# [EXTRACTED TEXT]
## Start
# Some new camera pic's.



## MikhailsDinos (Dec 25, 2007)

I'm still playing around with the new camera, But you get the idea.  All I need now is a macro lens.

The camera is a Pentax K100D super.


----------



## macro junkie (Dec 25, 2007)

SLR&gt;?


----------



## macro junkie (Dec 25, 2007)

yes its an slr..very smart..congrats on your new bad ###### camera..


----------



## yen_saw (Dec 25, 2007)

Mikhails, your ghost mantis riding on the motorcycle reminds me of the movie "GHost rider" :lol:


----------



## MikhailsDinos (Dec 25, 2007)

macro junkie, Thank you!

Yes, She's a slr. My second girl in this life. I enjoy your pictures thoroughly, Maybe some day I'll be taking pictures like you  



macro junkie said:


> yes its an slr..very smart..congrats on your new bad ###### camera..


----------



## MikhailsDinos (Dec 25, 2007)

Yen,

I thought you would like it, I saw it &amp; just had to try it out. I think the ghost mantis enjoyed the moment on his motorcycle, I could not get the little thing off.
## End
# [DATASET ENTRIES]
## Start
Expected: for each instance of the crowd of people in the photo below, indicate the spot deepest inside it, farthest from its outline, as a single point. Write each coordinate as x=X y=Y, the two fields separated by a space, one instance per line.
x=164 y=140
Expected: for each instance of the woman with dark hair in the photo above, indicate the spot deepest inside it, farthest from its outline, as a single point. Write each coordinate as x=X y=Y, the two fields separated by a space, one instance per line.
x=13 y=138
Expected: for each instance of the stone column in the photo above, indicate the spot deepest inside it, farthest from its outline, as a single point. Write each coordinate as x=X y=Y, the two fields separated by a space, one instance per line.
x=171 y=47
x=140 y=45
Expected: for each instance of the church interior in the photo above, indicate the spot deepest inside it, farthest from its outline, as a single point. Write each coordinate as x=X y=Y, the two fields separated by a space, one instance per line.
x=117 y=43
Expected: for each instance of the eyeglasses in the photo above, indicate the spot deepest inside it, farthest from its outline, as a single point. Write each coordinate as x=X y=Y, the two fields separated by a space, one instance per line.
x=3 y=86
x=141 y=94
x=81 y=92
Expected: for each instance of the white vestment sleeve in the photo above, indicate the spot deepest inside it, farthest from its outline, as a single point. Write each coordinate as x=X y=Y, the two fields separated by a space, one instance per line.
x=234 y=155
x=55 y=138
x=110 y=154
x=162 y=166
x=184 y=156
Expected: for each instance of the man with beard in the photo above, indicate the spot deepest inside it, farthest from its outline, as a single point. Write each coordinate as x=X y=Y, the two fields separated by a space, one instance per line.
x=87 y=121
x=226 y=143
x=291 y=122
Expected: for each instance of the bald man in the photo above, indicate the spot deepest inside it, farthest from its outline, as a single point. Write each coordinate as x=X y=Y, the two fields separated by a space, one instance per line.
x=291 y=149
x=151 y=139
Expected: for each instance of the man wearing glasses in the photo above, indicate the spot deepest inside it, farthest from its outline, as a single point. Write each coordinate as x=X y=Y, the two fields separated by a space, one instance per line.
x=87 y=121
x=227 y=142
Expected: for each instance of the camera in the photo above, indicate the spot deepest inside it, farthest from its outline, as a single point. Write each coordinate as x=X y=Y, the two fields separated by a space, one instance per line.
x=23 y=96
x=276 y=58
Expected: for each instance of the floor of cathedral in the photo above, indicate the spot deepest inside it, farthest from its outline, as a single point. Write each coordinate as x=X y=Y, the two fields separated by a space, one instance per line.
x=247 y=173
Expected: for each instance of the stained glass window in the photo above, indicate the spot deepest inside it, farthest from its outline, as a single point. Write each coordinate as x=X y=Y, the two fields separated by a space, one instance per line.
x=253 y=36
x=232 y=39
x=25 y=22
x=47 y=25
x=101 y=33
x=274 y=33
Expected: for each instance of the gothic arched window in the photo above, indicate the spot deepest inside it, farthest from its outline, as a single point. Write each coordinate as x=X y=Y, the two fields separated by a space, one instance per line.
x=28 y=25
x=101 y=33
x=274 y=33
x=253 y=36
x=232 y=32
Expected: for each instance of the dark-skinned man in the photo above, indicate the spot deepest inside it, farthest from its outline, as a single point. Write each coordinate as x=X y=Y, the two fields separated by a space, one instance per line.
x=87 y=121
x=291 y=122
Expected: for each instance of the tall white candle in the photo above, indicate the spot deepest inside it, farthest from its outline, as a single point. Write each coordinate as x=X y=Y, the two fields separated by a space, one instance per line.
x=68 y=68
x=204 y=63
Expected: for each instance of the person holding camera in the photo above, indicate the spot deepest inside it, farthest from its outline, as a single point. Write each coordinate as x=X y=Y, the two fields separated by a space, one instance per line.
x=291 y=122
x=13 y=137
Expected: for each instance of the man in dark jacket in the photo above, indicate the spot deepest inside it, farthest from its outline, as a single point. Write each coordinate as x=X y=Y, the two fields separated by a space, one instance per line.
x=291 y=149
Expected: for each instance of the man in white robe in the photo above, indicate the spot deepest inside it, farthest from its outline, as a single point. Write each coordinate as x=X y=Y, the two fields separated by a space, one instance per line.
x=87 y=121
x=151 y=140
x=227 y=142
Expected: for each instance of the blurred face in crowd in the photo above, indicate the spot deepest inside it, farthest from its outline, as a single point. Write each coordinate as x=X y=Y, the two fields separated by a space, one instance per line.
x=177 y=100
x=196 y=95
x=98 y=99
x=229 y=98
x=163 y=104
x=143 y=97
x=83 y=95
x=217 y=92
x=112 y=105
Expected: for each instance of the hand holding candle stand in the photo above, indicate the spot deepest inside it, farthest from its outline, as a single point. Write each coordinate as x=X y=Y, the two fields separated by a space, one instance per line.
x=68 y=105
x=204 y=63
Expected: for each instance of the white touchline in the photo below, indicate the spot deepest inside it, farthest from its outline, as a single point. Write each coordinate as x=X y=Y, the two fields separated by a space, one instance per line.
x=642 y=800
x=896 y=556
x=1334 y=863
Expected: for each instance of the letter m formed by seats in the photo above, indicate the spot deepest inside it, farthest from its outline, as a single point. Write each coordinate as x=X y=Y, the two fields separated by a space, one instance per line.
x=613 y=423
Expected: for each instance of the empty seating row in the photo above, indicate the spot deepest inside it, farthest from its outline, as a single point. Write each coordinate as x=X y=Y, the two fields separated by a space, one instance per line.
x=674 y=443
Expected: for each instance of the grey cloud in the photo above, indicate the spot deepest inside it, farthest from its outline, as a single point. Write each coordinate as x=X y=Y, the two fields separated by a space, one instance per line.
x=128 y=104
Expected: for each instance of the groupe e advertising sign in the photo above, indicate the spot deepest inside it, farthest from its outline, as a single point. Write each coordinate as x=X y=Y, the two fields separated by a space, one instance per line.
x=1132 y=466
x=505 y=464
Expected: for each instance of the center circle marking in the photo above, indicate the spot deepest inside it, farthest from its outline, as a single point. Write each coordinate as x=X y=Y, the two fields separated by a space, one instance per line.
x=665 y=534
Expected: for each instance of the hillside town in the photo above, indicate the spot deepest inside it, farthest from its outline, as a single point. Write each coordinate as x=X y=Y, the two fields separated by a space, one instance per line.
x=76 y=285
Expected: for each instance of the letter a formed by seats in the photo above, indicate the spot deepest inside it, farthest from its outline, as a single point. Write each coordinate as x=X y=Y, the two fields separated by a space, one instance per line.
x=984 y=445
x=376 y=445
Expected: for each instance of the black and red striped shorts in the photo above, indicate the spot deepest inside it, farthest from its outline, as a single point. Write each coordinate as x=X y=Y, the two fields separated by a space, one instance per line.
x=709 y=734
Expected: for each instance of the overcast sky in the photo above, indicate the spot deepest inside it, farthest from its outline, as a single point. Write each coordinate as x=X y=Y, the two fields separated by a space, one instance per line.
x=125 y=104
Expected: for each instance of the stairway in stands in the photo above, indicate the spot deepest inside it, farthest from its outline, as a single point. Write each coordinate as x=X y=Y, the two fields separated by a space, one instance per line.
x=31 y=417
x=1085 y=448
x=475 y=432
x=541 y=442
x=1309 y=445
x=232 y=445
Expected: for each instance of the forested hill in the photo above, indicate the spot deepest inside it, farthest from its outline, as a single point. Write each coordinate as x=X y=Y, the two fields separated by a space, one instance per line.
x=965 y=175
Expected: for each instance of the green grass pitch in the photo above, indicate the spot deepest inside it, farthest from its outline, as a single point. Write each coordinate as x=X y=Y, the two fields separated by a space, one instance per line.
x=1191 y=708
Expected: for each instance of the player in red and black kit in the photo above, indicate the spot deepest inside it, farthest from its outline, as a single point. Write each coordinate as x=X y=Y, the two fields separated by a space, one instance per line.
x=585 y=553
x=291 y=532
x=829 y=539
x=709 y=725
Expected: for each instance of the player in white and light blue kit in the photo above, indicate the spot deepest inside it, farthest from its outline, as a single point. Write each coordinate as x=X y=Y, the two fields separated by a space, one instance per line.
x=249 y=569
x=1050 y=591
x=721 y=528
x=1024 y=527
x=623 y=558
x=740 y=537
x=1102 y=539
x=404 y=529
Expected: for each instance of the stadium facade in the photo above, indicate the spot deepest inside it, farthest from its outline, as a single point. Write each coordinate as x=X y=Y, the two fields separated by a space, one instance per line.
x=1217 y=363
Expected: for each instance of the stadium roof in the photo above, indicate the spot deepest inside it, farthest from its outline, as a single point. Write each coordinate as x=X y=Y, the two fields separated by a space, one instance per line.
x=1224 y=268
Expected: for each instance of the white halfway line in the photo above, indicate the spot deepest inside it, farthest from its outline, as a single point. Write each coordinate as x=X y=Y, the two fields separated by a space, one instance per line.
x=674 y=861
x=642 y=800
## End
# [EXERCISES]
**a)** Answer these questions using the forum thread:
(i) Which camera model does MikhailsDinos have?
(ii) What does MikhailsDinos say is still needed?
(iii) What kind of insect was on the motorcycle?
**b)** Retype the forum thread from "## yen_saw (Dec" up to and including "junkie, Thank you!".
The listing comes from a different source than the forum thread.

# [ANSWERS PER TASK]
**a)**
(i) A Pentax K100D super.
(ii) A macro lens.
(iii) A ghost mantis.

**b)**
## yen_saw (Dec 25, 2007)

Mikhails, your ghost mantis riding on the motorcycle reminds me of the movie "GHost rider" :lol:


----------



## MikhailsDinos (Dec 25, 2007)

macro junkie, Thank you!